Image point grounding data:
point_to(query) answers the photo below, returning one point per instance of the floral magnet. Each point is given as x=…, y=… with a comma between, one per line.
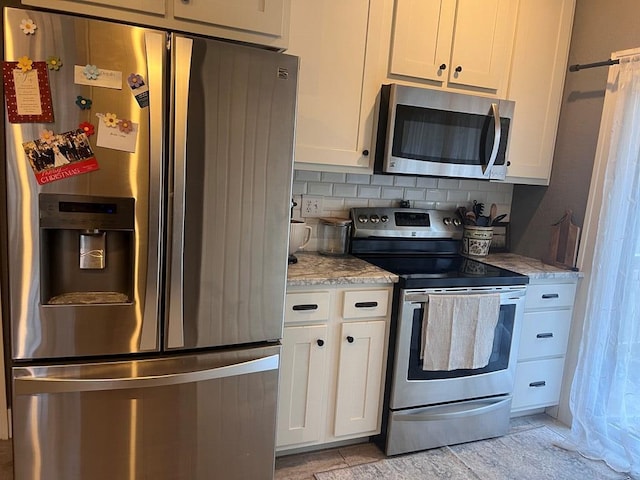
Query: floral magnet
x=91, y=72
x=125, y=126
x=83, y=103
x=28, y=26
x=110, y=120
x=54, y=63
x=47, y=136
x=88, y=128
x=25, y=64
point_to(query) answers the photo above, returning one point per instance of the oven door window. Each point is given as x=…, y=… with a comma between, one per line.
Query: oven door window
x=499, y=359
x=440, y=136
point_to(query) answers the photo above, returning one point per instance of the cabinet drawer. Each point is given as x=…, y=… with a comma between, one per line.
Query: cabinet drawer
x=365, y=303
x=306, y=307
x=537, y=384
x=544, y=334
x=550, y=296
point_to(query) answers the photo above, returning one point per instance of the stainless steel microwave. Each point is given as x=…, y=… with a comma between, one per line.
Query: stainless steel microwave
x=431, y=132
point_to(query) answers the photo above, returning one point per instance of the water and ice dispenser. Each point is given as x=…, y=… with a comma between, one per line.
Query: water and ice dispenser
x=86, y=249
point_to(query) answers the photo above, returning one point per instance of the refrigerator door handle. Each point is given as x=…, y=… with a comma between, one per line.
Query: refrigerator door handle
x=155, y=52
x=29, y=385
x=182, y=48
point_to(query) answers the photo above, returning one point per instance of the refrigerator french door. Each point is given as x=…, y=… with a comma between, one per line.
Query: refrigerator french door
x=146, y=296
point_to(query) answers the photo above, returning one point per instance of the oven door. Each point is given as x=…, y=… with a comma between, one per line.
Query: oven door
x=414, y=387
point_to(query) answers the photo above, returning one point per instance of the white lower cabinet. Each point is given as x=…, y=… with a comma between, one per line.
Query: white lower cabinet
x=332, y=365
x=543, y=345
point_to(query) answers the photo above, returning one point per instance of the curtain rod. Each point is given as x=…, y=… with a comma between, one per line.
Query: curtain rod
x=577, y=67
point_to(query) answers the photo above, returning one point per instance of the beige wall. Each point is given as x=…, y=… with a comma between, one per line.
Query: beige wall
x=600, y=27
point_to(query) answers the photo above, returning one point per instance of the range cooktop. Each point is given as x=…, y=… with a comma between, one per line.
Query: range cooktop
x=421, y=247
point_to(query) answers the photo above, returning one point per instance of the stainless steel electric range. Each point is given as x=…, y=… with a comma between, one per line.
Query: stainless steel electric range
x=431, y=407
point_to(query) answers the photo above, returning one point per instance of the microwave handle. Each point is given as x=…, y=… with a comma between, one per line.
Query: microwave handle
x=496, y=139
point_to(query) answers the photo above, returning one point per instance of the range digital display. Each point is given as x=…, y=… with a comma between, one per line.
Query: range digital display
x=409, y=219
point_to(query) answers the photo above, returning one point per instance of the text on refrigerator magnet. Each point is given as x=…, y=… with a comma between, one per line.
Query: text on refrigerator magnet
x=27, y=92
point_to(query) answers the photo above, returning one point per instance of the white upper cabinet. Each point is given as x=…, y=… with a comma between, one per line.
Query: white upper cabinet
x=264, y=22
x=454, y=44
x=335, y=40
x=539, y=65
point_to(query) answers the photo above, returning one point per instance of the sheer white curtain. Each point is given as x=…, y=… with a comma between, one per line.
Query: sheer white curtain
x=605, y=395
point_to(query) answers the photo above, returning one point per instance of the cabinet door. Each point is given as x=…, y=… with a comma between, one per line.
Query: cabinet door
x=422, y=38
x=360, y=374
x=302, y=378
x=336, y=98
x=538, y=70
x=266, y=16
x=482, y=43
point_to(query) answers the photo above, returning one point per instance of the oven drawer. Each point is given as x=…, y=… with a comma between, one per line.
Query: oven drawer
x=430, y=427
x=538, y=384
x=365, y=303
x=550, y=295
x=307, y=307
x=544, y=334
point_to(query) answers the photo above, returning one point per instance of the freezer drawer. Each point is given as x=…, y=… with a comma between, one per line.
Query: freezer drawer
x=194, y=417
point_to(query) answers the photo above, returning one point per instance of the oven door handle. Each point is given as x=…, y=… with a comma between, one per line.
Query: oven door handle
x=421, y=297
x=486, y=406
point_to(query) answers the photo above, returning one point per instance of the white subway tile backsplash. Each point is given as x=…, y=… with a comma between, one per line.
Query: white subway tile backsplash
x=324, y=189
x=434, y=195
x=358, y=178
x=414, y=193
x=382, y=180
x=341, y=192
x=426, y=182
x=345, y=190
x=330, y=177
x=392, y=193
x=369, y=191
x=307, y=175
x=448, y=184
x=403, y=181
x=457, y=196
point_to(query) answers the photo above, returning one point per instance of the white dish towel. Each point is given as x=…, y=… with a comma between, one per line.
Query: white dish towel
x=458, y=331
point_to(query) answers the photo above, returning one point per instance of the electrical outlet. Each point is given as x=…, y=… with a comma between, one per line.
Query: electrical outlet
x=311, y=206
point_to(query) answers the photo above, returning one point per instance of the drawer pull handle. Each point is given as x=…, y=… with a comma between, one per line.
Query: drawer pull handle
x=366, y=304
x=305, y=307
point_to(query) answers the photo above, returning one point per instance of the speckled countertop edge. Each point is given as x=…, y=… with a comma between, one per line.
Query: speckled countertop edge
x=315, y=269
x=533, y=268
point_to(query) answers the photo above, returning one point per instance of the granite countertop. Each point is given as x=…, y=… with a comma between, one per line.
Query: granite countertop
x=315, y=269
x=533, y=268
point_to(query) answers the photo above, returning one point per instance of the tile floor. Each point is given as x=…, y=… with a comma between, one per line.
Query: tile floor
x=303, y=466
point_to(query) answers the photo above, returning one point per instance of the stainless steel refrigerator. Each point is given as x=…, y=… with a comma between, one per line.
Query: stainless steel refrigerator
x=148, y=183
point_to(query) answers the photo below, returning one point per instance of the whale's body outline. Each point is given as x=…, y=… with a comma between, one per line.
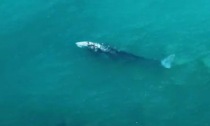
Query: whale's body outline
x=115, y=53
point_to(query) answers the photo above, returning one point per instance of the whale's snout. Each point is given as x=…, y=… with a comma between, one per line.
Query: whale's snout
x=82, y=44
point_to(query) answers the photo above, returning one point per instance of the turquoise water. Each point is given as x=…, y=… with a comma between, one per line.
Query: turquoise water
x=45, y=80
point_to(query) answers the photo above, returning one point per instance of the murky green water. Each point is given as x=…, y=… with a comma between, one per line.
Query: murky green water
x=45, y=80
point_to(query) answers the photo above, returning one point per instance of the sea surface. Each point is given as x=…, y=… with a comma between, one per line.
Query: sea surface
x=45, y=80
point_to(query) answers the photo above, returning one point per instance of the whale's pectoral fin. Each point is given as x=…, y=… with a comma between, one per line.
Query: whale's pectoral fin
x=167, y=62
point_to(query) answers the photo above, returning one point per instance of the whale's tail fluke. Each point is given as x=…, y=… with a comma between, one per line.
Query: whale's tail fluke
x=167, y=62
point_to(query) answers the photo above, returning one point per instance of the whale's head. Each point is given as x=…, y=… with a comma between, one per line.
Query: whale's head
x=82, y=44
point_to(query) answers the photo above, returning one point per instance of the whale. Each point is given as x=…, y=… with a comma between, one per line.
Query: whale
x=112, y=52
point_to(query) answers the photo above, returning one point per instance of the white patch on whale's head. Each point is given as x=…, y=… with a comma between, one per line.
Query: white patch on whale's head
x=82, y=44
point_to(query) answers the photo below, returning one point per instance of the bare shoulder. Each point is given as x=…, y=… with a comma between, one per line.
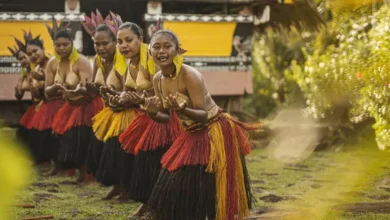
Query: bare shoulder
x=52, y=63
x=156, y=77
x=83, y=60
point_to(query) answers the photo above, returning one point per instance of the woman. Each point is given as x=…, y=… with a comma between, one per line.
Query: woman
x=204, y=173
x=42, y=139
x=67, y=73
x=114, y=119
x=146, y=139
x=108, y=68
x=23, y=85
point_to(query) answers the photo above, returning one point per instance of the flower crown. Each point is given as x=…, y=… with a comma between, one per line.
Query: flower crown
x=113, y=21
x=159, y=27
x=92, y=22
x=20, y=46
x=55, y=27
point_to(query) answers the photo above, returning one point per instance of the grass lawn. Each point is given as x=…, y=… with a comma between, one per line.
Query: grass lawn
x=346, y=183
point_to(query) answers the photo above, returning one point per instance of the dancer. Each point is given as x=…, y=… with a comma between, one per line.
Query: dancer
x=23, y=85
x=204, y=173
x=108, y=68
x=67, y=72
x=44, y=143
x=146, y=139
x=113, y=120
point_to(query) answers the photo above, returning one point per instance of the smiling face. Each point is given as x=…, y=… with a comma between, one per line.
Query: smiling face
x=163, y=50
x=23, y=59
x=104, y=44
x=128, y=43
x=35, y=54
x=63, y=47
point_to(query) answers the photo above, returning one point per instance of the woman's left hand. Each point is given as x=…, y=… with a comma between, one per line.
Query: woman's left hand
x=174, y=105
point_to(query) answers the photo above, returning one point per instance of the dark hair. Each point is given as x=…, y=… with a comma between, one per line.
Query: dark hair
x=133, y=27
x=37, y=42
x=63, y=33
x=171, y=34
x=104, y=27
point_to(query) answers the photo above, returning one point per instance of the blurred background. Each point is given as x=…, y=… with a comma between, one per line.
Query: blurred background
x=316, y=72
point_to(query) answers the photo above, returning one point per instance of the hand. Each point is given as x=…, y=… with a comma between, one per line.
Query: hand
x=18, y=95
x=59, y=86
x=77, y=91
x=153, y=104
x=105, y=90
x=125, y=99
x=138, y=99
x=92, y=87
x=113, y=99
x=174, y=105
x=37, y=76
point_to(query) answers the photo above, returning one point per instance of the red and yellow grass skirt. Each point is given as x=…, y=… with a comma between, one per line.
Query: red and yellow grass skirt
x=148, y=141
x=204, y=173
x=145, y=134
x=45, y=114
x=70, y=115
x=108, y=125
x=73, y=125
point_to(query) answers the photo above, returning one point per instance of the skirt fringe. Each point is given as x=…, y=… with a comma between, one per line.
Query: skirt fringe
x=140, y=135
x=70, y=116
x=215, y=151
x=45, y=114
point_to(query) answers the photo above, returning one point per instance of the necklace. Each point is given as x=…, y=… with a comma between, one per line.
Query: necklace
x=173, y=73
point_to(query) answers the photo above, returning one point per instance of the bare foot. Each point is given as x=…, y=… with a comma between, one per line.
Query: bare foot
x=140, y=211
x=115, y=191
x=123, y=196
x=82, y=174
x=54, y=171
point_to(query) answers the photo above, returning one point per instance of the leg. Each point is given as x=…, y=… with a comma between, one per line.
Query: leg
x=116, y=190
x=82, y=174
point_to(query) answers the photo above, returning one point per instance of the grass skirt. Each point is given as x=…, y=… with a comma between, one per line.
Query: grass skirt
x=148, y=141
x=204, y=173
x=114, y=163
x=24, y=130
x=74, y=125
x=42, y=139
x=95, y=148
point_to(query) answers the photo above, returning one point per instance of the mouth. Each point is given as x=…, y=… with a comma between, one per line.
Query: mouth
x=162, y=58
x=126, y=52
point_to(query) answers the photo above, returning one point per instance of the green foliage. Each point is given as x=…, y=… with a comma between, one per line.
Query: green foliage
x=273, y=52
x=350, y=67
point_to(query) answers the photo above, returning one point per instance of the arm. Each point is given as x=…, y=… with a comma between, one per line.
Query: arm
x=91, y=86
x=51, y=89
x=162, y=116
x=195, y=87
x=19, y=92
x=85, y=73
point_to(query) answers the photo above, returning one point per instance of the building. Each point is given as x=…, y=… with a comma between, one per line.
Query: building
x=216, y=33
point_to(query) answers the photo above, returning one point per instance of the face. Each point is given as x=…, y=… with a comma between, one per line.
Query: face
x=128, y=43
x=35, y=54
x=104, y=44
x=23, y=59
x=63, y=47
x=163, y=50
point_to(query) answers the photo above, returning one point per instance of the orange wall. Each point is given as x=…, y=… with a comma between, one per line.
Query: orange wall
x=9, y=28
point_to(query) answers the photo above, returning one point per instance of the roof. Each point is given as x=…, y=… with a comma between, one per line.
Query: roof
x=228, y=83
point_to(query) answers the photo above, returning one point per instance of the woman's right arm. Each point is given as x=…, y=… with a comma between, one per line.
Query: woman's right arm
x=19, y=92
x=51, y=89
x=162, y=116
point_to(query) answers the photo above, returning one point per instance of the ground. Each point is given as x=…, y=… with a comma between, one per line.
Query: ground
x=345, y=182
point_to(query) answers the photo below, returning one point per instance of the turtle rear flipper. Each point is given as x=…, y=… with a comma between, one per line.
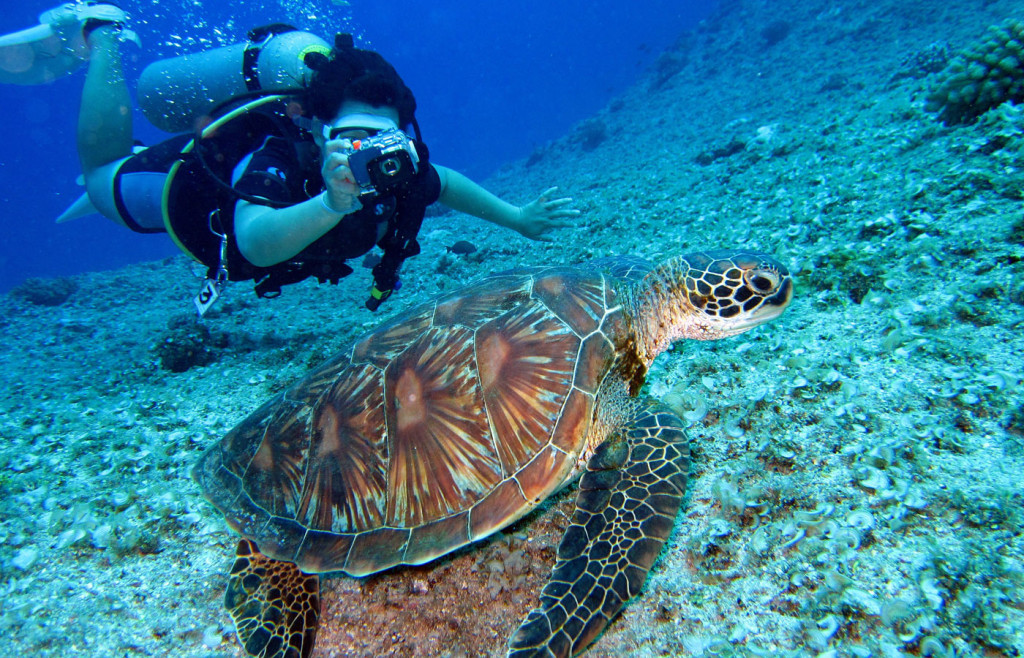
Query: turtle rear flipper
x=275, y=607
x=626, y=510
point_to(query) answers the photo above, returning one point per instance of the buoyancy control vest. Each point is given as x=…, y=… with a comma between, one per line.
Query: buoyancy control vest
x=199, y=203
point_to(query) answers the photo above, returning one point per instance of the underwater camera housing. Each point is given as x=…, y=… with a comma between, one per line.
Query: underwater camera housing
x=384, y=162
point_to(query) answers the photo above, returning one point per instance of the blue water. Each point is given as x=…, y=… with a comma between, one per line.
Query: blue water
x=493, y=81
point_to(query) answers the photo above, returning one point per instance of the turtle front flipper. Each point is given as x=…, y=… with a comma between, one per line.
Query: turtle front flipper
x=626, y=510
x=275, y=607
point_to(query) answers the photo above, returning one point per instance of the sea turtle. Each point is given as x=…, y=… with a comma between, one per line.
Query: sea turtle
x=462, y=414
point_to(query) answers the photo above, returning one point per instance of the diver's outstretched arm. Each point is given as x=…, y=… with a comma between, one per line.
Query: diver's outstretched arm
x=104, y=128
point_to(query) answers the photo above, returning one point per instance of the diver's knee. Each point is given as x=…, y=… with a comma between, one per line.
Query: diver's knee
x=99, y=185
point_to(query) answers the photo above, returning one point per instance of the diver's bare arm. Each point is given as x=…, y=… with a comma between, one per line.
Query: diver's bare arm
x=532, y=220
x=267, y=235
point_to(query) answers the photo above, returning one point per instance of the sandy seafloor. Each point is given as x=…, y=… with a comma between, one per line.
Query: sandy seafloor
x=858, y=464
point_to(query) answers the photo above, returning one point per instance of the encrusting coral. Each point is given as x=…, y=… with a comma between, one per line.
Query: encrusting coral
x=984, y=76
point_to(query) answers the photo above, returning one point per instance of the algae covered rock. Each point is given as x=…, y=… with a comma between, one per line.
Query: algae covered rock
x=45, y=292
x=984, y=76
x=186, y=344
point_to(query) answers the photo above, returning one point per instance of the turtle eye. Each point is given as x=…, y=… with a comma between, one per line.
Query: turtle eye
x=763, y=281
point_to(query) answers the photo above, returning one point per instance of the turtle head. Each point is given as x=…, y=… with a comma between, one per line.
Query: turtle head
x=730, y=292
x=711, y=295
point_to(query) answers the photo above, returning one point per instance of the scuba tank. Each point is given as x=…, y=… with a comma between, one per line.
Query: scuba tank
x=175, y=94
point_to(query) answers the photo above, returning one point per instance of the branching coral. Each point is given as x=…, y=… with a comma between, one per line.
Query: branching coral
x=982, y=77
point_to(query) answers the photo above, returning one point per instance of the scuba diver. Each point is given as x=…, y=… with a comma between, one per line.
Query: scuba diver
x=301, y=156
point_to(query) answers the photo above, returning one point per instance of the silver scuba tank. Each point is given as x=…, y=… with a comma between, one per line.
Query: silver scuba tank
x=175, y=94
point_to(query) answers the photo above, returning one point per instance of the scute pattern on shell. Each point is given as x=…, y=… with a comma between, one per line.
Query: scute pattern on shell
x=439, y=428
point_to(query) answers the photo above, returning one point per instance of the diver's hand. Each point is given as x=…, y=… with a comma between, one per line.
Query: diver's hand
x=342, y=192
x=546, y=214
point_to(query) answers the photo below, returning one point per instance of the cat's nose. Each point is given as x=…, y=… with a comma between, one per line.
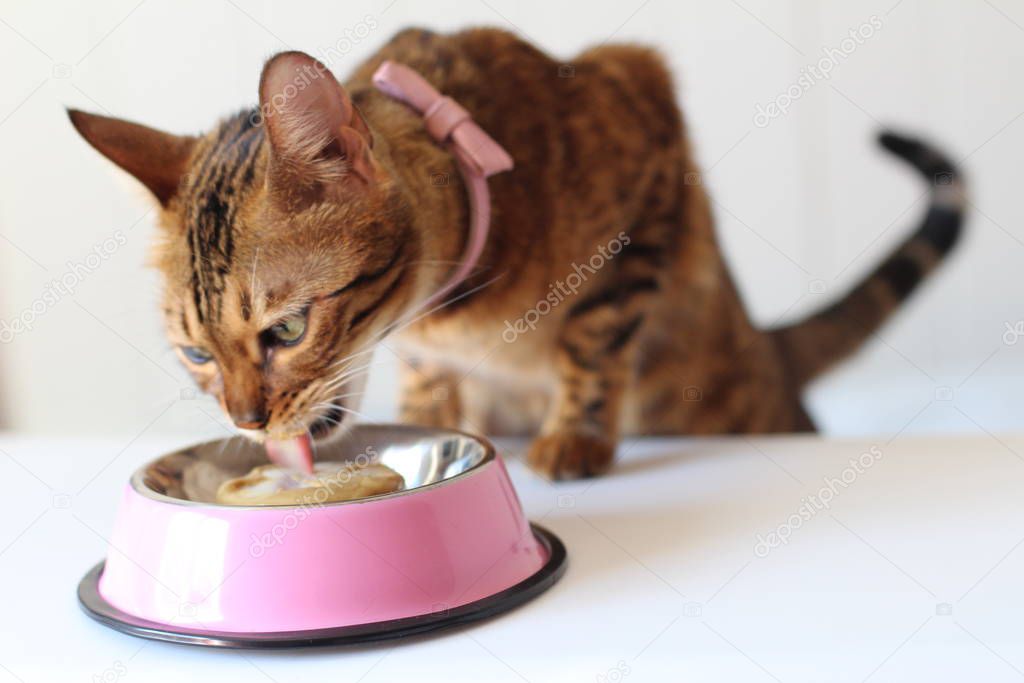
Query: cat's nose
x=250, y=420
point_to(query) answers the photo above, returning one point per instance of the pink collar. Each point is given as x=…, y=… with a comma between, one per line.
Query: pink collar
x=477, y=155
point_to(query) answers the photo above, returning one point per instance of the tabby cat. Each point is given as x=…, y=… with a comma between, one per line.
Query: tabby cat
x=292, y=243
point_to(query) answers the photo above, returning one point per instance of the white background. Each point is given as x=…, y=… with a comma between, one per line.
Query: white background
x=807, y=198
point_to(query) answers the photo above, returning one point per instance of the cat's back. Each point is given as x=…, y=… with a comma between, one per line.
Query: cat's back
x=620, y=92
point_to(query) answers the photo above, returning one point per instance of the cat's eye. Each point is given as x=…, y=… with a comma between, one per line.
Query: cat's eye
x=290, y=331
x=197, y=354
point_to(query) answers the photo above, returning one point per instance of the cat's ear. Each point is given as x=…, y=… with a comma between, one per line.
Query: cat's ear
x=314, y=130
x=157, y=159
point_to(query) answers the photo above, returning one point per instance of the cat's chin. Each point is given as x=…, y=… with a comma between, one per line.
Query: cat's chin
x=330, y=426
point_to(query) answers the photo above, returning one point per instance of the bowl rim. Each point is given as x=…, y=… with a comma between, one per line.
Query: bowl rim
x=137, y=482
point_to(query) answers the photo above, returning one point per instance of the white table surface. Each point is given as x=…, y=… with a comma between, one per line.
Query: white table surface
x=914, y=573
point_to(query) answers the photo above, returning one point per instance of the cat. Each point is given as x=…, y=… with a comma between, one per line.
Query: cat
x=290, y=245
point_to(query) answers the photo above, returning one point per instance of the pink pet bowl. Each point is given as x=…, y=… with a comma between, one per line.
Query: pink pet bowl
x=452, y=548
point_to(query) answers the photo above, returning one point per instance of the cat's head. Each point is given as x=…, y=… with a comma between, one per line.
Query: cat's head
x=285, y=247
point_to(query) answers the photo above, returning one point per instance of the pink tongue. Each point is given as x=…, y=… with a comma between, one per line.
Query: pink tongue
x=295, y=454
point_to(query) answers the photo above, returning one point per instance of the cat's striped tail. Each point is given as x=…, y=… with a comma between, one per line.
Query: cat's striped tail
x=825, y=338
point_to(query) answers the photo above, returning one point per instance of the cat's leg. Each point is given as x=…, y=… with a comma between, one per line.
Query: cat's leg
x=429, y=396
x=597, y=348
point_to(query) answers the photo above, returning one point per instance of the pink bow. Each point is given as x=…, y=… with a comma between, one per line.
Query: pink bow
x=477, y=154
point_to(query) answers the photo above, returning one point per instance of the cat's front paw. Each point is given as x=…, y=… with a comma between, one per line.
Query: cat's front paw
x=570, y=456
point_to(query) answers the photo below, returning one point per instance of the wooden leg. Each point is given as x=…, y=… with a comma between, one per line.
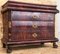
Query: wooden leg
x=8, y=49
x=4, y=46
x=42, y=44
x=55, y=45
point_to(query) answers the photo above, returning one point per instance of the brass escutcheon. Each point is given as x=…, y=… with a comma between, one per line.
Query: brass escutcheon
x=34, y=17
x=9, y=24
x=34, y=35
x=34, y=26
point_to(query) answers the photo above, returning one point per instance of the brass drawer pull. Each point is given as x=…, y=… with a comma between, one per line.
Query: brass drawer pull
x=34, y=26
x=34, y=17
x=9, y=34
x=9, y=39
x=9, y=24
x=34, y=35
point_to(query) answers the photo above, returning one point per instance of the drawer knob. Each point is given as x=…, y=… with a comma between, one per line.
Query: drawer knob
x=34, y=26
x=34, y=35
x=34, y=17
x=9, y=34
x=9, y=24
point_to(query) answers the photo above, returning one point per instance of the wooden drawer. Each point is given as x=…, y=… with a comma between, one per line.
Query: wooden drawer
x=24, y=30
x=45, y=33
x=31, y=16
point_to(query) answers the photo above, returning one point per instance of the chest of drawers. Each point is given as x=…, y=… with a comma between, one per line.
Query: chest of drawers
x=28, y=24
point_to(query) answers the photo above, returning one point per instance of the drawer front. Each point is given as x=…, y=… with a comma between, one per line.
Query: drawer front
x=26, y=31
x=31, y=16
x=45, y=33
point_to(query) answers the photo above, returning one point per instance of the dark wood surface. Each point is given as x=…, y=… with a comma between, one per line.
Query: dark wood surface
x=25, y=23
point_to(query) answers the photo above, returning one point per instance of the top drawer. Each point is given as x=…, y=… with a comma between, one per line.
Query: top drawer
x=31, y=16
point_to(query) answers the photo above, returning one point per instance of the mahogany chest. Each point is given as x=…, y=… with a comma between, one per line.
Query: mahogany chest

What you need to do: From the entries above, select each line containing the string "below".

Exercise answer:
point_to(query) answers the photo below, returning one point per instance of the floral magnet. Each point is given as x=…, y=… with a comma between, one per line.
point_to(query) answers the photo below, returning one point per instance of the whale's body outline. Each point is given as x=…, y=… with a comma between, one per line.
point_to(query) answers the photo below, returning one point per instance of the bare shoulder. Each point is given as x=…, y=… with a comma between, one per line.
point_to(query) answers the photo below, returning one point per instance of the turtle rear flipper. Each point is given as x=…, y=… with a comma between, one per line.
point_to(query) answers the photo below, returning one point per instance of the cat's nose. Each point is given as x=…, y=… with a comma between, one per line.
point_to(query) answers the photo below, returning one point per instance of the wooden leg. Each point is given as x=…, y=… with a comma between, one per line.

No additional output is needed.